• _Problem requirements_:
Can you put every line of the entries below into a numbered list, skipping any blank lines?

• _Exercise input_:
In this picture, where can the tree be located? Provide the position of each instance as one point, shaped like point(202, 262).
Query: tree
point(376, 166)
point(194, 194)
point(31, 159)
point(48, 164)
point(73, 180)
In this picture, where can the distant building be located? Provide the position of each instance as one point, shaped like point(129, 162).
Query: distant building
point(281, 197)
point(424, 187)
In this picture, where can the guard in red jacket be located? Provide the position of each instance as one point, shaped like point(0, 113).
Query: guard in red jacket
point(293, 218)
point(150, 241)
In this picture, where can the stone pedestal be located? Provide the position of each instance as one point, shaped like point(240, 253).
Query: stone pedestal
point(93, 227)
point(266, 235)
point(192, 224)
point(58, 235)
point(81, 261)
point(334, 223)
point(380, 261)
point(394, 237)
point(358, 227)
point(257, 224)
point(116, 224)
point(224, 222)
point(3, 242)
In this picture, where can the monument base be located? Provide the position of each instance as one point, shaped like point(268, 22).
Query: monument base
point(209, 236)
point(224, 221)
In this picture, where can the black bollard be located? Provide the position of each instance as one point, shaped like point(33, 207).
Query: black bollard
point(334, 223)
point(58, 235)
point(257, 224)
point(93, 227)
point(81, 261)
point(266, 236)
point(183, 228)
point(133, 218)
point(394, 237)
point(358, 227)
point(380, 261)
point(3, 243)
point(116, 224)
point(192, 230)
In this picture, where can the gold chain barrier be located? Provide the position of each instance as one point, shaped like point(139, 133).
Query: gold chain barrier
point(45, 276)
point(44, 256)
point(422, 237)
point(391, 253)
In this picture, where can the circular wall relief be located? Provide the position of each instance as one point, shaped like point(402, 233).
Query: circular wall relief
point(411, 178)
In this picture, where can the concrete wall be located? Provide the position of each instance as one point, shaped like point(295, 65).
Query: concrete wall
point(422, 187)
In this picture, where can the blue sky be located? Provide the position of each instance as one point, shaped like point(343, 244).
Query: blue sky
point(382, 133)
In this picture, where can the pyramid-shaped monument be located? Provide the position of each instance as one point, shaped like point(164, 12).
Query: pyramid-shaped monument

• _Response to the exercise_:
1. In this picture, where can the tree be located? Provide the position of each instance as one point, shaped like point(202, 262).
2. Query: tree
3. point(376, 166)
4. point(194, 194)
5. point(31, 159)
6. point(48, 164)
7. point(73, 180)
8. In this picture, where can the distant building be located? Provide the position of each instance as one point, shaped like point(129, 162).
9. Query: distant building
10. point(281, 197)
11. point(424, 187)
12. In this picture, where can the guard in red jacket be located? Provide the position of each instance as one point, shaped like point(0, 113).
13. Query: guard in red jacket
14. point(293, 218)
15. point(150, 241)
16. In this picture, where can the stone pedestal be located? Provide the position of each instance as one point, shaped like point(240, 253).
17. Query: stone pedestal
18. point(93, 227)
19. point(266, 235)
20. point(192, 224)
21. point(58, 235)
22. point(81, 261)
23. point(334, 223)
24. point(380, 261)
25. point(394, 237)
26. point(358, 227)
27. point(257, 224)
28. point(116, 224)
29. point(224, 222)
30. point(3, 242)
31. In this picture, where can the monument base be located? Provide the position of each instance as one point, shaped like point(268, 22).
32. Query: monument base
33. point(209, 236)
34. point(224, 221)
35. In this picture, where can the black bollard be located? Provide the position of each instance as one point, shaped like point(33, 207).
36. Query: black bollard
37. point(334, 223)
38. point(58, 235)
39. point(257, 224)
40. point(93, 227)
41. point(81, 261)
42. point(266, 236)
43. point(183, 228)
44. point(133, 218)
45. point(394, 237)
46. point(358, 227)
47. point(380, 261)
48. point(3, 243)
49. point(116, 224)
50. point(192, 230)
51. In this picture, where can the gold chain barrier be located? Provide the position of each instance as one point, shaped like point(139, 133).
52. Query: gold chain barrier
53. point(45, 276)
54. point(44, 256)
55. point(422, 237)
56. point(391, 253)
57. In this picture, where can the circular wall relief be located? Provide the position of each instance as one point, shaped like point(402, 233).
58. Query: circular wall relief
59. point(411, 178)
60. In this picture, where can the concrete wall be located? Provide the position of each instance as one point, shaped like point(295, 65).
61. Query: concrete wall
62. point(422, 187)
63. In this picture, where can the blue sky be located? Provide the position of each instance as one point, shaped like point(343, 244).
64. Query: blue sky
65. point(382, 133)
66. In this picture, where can the pyramid-shaped monument be located? Provide the position of each instance as one point, shaped like point(164, 12).
67. Query: pyramid-shaped monument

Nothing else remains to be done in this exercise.